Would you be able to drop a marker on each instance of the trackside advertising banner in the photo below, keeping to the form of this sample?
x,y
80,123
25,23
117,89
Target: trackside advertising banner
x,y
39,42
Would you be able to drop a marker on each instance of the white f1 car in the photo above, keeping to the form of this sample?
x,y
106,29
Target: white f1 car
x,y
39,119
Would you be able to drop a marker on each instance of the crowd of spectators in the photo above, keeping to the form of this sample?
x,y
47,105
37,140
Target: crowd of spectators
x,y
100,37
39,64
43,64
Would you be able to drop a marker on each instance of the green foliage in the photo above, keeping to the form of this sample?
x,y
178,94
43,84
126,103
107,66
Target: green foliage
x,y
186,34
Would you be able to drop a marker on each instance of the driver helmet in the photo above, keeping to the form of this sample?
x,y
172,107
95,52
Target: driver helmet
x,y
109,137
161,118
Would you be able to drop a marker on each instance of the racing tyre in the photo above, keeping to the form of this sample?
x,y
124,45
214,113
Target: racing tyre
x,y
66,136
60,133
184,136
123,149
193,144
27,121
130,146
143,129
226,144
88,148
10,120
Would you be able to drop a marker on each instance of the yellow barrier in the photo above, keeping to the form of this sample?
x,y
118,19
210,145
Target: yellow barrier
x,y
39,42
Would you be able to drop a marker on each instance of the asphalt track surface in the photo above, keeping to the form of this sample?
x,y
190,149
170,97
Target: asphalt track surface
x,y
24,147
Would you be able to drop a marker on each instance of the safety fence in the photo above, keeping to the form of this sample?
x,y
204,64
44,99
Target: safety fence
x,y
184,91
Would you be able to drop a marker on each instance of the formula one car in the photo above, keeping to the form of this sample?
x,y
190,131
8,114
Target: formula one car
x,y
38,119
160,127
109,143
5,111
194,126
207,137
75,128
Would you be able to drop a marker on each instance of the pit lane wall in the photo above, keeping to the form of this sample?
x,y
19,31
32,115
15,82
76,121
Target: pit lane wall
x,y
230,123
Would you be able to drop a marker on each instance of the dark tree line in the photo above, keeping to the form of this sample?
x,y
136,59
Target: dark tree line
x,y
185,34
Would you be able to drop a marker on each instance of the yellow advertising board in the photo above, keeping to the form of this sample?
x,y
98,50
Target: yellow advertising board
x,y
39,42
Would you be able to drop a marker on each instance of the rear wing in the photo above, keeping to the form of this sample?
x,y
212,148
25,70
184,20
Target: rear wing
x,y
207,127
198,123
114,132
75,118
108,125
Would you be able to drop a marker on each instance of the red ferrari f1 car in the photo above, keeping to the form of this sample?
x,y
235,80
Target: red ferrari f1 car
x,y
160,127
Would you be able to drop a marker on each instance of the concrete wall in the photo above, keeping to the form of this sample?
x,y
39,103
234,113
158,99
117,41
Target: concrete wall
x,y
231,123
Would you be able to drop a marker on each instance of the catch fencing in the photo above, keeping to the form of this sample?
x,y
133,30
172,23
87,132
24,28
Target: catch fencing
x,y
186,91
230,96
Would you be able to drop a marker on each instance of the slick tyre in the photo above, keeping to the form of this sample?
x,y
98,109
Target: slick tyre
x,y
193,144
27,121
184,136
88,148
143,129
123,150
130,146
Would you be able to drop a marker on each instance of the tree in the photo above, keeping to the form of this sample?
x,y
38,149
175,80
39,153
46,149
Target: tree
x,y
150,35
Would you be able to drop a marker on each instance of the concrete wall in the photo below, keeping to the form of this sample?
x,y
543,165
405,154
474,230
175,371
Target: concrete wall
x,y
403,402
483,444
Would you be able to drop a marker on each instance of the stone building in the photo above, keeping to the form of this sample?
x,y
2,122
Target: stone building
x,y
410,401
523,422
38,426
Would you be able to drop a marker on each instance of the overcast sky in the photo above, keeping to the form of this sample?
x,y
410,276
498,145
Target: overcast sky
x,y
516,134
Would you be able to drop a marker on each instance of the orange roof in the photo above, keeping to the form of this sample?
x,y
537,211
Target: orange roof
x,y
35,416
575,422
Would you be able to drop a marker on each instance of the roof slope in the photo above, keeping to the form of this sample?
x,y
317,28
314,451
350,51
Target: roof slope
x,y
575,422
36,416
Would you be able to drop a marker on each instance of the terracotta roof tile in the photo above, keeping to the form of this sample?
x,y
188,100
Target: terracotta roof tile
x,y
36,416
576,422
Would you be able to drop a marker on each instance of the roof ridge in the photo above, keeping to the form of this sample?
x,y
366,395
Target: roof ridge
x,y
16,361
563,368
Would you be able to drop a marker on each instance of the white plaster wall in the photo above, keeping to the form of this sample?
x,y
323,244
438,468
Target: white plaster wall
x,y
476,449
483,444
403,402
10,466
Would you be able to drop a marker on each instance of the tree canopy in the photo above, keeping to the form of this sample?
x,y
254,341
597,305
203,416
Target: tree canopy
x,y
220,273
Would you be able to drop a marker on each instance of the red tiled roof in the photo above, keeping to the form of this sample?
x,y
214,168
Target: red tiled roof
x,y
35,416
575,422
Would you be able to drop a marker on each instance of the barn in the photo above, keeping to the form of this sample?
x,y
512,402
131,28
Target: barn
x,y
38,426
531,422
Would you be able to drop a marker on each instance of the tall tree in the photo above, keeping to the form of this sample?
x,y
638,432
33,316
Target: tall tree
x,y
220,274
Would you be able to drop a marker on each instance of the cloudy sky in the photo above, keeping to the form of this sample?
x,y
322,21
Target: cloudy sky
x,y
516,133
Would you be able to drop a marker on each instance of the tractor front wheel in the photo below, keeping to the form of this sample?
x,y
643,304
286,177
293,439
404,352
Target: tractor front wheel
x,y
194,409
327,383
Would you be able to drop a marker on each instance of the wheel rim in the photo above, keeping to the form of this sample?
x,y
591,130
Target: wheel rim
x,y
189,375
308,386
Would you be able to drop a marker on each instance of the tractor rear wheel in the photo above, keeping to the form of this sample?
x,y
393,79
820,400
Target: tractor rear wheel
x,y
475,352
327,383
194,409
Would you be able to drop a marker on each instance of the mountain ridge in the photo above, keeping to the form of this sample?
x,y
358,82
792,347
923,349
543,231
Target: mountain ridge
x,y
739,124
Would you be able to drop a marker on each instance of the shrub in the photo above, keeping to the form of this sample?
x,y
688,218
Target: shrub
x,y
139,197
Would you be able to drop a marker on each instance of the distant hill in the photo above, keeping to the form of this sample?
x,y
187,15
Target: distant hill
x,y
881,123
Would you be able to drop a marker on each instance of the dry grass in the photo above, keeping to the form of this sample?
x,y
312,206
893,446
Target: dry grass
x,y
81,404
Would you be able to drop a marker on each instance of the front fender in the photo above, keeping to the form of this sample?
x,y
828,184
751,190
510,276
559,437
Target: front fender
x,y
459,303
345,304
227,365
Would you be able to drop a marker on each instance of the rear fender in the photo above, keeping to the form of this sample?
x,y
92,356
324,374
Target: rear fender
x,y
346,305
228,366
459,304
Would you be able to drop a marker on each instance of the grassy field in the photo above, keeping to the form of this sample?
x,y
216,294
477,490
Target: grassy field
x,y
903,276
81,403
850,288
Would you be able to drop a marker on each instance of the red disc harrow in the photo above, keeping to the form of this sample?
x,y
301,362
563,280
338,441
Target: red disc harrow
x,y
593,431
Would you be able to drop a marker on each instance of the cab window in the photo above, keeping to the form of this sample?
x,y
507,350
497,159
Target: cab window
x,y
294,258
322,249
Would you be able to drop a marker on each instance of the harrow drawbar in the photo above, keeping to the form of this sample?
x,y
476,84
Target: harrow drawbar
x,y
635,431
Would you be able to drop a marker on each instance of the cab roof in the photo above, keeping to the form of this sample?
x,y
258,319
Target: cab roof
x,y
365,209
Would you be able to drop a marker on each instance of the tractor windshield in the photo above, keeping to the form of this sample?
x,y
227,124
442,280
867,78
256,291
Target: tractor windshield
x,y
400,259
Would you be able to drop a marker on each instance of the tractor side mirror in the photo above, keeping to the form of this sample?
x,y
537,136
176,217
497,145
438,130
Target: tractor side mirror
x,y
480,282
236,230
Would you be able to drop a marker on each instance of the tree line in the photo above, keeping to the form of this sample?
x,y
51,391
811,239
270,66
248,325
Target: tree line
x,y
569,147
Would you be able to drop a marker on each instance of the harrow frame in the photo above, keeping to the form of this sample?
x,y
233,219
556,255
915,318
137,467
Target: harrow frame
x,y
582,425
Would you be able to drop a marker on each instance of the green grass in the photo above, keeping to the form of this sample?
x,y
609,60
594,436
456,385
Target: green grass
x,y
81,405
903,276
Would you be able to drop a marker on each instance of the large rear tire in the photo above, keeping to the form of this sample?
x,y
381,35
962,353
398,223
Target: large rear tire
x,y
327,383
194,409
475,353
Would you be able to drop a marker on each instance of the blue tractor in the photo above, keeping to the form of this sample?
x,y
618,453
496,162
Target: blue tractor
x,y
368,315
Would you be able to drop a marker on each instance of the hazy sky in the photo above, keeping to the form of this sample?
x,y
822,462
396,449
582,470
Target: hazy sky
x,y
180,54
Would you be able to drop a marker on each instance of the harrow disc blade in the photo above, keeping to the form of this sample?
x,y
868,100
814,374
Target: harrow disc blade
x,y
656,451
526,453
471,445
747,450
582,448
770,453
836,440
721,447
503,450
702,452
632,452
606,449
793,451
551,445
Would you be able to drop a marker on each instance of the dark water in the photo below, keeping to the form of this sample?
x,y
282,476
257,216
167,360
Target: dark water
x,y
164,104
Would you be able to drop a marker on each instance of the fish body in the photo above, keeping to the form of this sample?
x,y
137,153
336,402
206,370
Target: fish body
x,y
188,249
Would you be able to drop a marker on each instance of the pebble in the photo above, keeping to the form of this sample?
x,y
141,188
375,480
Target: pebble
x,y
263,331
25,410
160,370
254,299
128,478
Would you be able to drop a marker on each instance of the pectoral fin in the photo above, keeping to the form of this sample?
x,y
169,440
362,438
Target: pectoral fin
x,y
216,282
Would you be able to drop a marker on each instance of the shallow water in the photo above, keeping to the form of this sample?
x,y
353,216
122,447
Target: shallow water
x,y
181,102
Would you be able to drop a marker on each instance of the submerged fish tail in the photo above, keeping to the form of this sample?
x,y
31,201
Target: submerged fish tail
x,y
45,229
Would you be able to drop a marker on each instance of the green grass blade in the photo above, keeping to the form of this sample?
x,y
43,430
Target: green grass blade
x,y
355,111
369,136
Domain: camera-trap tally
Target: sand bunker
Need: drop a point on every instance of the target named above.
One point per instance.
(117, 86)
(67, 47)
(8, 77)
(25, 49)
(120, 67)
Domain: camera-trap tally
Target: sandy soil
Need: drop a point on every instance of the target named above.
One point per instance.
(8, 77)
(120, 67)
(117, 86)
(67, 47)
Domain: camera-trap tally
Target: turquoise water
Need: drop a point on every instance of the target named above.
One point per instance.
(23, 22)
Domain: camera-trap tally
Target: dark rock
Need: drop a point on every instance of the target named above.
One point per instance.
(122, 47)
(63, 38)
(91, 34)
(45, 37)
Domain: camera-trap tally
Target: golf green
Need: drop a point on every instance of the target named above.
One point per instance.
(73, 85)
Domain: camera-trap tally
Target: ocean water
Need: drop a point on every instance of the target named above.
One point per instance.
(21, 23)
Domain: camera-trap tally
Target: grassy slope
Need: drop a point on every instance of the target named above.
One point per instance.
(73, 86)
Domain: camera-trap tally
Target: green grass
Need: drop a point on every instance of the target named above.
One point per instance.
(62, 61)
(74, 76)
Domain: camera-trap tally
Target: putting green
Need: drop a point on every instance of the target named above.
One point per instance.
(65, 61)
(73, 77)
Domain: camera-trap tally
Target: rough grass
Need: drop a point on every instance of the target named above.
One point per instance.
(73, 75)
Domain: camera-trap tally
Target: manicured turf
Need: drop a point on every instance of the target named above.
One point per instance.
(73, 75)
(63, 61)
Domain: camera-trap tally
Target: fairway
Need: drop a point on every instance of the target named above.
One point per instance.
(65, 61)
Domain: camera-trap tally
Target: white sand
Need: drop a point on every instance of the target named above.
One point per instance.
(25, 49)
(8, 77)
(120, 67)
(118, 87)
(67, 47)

..............................

=== What is expected ===
Out of the records above, pick each line that contains the string "below".

=== Task response ===
Would you be able to drop a marker on each instance of the trackside advertising banner in the photo below, keeping to the form of this sample?
Would you be able to drop a marker on each instance of the concrete wall in the photo below, keeping to the form of this sample?
Would you be able to drop a marker on each instance of the tractor front wheel in the photo below, keeping to the form of this sample?
Would you be able to drop a marker on each instance of the dark water in the photo below, keeping to the form of this sample?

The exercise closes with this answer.